--- Start of Supplied records ---

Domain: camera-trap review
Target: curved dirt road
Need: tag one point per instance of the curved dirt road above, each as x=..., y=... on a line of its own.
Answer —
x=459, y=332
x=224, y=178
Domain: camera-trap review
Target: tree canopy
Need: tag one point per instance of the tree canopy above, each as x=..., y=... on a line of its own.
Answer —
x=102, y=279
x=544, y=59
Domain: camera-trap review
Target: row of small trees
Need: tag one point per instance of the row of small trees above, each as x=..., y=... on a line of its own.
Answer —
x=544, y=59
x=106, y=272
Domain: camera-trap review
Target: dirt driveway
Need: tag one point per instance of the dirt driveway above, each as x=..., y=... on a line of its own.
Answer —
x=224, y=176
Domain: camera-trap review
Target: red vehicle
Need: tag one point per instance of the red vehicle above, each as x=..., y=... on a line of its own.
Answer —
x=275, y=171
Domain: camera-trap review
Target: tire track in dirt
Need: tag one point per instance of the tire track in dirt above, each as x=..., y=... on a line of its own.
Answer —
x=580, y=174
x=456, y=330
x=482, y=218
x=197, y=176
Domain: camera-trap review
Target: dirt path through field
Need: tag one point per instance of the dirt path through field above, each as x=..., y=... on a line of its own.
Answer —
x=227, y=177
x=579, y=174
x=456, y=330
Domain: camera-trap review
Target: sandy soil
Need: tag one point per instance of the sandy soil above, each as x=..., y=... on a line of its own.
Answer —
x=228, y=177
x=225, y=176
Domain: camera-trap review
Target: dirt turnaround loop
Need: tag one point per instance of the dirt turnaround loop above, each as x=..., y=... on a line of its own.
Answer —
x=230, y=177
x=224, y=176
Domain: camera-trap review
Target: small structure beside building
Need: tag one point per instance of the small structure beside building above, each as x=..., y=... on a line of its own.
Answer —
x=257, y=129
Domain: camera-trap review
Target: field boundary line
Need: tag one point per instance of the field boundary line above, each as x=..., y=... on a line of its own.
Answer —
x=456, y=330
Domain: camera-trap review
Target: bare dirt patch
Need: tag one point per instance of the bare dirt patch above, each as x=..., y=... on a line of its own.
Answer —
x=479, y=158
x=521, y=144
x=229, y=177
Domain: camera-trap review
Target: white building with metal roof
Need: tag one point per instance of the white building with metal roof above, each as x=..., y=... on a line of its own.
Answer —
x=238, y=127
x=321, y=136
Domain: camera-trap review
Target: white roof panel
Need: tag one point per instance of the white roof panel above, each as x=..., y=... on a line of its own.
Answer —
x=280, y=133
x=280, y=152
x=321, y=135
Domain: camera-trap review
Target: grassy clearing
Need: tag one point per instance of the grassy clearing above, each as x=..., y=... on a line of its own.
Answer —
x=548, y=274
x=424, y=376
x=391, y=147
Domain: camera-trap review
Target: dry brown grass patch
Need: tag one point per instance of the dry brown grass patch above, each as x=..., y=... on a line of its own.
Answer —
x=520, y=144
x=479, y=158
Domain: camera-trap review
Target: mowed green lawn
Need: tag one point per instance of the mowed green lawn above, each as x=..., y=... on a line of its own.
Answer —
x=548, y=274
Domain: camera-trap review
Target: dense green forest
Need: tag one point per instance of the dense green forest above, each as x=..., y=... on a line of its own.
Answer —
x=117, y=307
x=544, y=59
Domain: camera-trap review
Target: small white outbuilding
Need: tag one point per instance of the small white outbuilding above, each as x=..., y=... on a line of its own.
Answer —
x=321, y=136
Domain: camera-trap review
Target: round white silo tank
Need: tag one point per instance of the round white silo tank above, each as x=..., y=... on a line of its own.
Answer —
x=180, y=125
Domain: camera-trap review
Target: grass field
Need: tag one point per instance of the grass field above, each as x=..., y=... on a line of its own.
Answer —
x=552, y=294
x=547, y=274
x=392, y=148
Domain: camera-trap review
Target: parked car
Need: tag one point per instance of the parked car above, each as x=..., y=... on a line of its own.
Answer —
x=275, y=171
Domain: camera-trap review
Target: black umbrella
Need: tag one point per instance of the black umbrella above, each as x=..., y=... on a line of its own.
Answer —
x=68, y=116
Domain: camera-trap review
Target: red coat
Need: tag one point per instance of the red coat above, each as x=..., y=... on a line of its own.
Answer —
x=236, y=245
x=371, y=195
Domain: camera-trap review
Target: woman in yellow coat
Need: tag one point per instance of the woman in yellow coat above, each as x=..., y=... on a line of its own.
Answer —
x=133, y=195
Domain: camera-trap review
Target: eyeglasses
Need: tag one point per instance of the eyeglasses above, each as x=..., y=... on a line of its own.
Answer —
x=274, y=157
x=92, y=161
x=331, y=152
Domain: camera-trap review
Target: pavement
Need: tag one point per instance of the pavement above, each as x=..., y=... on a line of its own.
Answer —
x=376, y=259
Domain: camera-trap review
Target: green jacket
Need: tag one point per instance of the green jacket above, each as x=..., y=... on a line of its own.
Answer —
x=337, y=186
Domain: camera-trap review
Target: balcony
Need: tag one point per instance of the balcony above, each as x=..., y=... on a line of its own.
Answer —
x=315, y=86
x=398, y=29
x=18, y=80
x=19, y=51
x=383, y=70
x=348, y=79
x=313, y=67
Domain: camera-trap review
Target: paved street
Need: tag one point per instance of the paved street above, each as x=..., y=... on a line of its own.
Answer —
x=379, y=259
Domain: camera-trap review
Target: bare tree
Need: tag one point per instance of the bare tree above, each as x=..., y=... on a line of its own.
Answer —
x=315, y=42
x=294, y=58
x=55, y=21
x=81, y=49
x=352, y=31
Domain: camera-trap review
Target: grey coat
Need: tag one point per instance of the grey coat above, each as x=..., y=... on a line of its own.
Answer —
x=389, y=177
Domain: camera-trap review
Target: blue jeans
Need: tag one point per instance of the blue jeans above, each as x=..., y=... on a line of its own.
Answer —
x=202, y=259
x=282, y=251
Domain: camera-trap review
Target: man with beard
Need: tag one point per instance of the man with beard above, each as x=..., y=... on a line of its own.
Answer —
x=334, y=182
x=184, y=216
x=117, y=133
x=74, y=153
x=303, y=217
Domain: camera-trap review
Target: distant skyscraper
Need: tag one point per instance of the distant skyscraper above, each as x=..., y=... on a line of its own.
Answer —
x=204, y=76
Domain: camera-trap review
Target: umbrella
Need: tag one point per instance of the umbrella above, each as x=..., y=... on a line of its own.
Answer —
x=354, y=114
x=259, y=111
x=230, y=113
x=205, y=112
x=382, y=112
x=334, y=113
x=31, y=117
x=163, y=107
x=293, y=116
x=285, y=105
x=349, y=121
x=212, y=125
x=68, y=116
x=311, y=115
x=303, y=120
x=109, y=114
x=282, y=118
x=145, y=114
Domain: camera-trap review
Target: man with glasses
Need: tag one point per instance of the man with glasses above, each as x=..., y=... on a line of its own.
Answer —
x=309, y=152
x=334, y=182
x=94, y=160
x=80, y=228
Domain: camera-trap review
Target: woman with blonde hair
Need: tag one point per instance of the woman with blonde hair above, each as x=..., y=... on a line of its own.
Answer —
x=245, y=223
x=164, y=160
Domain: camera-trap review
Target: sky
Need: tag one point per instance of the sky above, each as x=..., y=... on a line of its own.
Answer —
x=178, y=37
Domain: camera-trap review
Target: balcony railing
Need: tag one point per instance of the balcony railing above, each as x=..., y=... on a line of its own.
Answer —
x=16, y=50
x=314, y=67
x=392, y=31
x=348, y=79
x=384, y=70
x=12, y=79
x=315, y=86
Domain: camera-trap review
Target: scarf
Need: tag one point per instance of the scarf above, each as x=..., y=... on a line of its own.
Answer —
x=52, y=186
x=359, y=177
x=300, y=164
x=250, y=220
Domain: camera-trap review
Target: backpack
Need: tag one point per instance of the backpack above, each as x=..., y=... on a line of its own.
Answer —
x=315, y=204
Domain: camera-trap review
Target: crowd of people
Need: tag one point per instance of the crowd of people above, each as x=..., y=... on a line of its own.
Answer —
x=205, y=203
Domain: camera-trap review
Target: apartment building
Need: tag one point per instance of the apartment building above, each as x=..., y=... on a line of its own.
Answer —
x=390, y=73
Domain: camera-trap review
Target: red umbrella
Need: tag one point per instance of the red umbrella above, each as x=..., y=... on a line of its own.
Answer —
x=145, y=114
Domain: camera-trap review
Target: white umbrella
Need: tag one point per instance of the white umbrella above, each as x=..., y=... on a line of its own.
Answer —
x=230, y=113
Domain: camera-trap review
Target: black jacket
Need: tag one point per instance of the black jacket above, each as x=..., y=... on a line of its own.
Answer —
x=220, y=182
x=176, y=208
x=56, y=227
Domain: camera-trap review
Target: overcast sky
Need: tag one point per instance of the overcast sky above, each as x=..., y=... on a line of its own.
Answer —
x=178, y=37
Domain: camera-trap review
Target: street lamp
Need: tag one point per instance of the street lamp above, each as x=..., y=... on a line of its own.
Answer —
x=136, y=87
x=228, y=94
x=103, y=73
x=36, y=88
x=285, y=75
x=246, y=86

--- End of Supplied records ---

# [What the task asks]
Select each line above that contains the string "turnaround" and copy it in full. Matching is case-sensitive.

# [Solution for this problem]
Target: dirt turnaround loop
Need: tag one point per instance of the dirt turnaround loop above, each as x=..., y=... on a line of its own.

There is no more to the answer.